* _Problem to solve_:
Find the line below that contains "Can you see the cloud?". Transcribe it and every line after it exactly, adding nothing.

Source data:
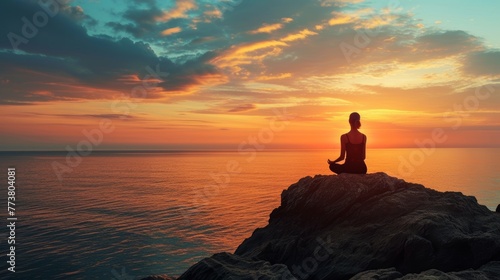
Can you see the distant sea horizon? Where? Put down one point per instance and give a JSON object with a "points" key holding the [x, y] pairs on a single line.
{"points": [[126, 213]]}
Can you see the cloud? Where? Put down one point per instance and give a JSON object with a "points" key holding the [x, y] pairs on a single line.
{"points": [[483, 63], [66, 63], [243, 108], [171, 31], [179, 11]]}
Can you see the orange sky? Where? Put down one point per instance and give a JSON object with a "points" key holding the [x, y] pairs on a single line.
{"points": [[197, 77]]}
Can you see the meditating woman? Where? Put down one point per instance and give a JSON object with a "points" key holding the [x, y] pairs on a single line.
{"points": [[354, 144]]}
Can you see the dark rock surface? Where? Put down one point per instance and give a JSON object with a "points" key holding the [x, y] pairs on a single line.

* _Task solution_:
Can you see the cloud? Where? Put down one point per instance and give a JSON object with a "points" key holding the [x, y] pairs on a single line.
{"points": [[483, 63], [66, 63], [243, 108], [171, 31], [179, 11]]}
Can you see the orange sky? Where? Put down one point per instance and give a JSON object with a "points" key holding the [x, y] pairs on a single line.
{"points": [[197, 77]]}
Can you see the meditating woman? Where? Put down one point per instance and give a JSON object with a "points" key holding the [x, y] pairs on a single line.
{"points": [[354, 144]]}
Can you see the dark rock surface? Where? Put down one point per instance and give a JSON object with a "points" key holding the [x, y] pairs on a single line.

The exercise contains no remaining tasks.